▸ **Data shown**:
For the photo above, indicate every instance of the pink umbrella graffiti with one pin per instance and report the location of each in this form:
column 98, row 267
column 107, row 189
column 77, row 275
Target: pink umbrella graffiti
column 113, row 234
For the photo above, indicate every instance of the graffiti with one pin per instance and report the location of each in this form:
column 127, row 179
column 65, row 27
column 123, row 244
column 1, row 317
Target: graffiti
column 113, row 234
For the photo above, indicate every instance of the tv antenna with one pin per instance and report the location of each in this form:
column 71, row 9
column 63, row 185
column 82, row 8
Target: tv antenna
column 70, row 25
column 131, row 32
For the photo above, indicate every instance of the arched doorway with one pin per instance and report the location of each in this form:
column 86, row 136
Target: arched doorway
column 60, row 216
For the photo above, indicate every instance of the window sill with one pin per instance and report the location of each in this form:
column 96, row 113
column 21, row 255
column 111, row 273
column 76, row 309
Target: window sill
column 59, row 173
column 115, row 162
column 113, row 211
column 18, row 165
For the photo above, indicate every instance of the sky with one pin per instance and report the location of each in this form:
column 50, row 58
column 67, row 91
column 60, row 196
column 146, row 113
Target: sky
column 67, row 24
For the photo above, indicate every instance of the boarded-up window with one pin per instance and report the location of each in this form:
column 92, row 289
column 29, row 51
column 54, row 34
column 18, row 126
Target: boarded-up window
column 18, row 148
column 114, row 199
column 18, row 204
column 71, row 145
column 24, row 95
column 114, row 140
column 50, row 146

▸ **Activity**:
Please copy exactly the lines from the one that contains "Target: arched doorway" up to and including the final line of the listing above.

▸ **Finished task**:
Target: arched doorway
column 60, row 216
For the photo above, indicate every instance of the window sill with one pin per instance and report the location of each in this form:
column 96, row 113
column 21, row 255
column 111, row 273
column 76, row 309
Target: window sill
column 59, row 173
column 115, row 162
column 113, row 211
column 18, row 165
For the photo above, indicate every instance of the sky with one pin per instance and report the location of each in this form:
column 50, row 58
column 67, row 91
column 60, row 196
column 146, row 113
Target: sky
column 67, row 24
For the photo above, indicate every instance of the boarded-up window with one pin per instance and report the location of each in this form:
column 92, row 289
column 29, row 51
column 54, row 34
column 18, row 126
Target: boarded-up window
column 18, row 148
column 114, row 199
column 18, row 204
column 71, row 145
column 24, row 95
column 114, row 140
column 50, row 146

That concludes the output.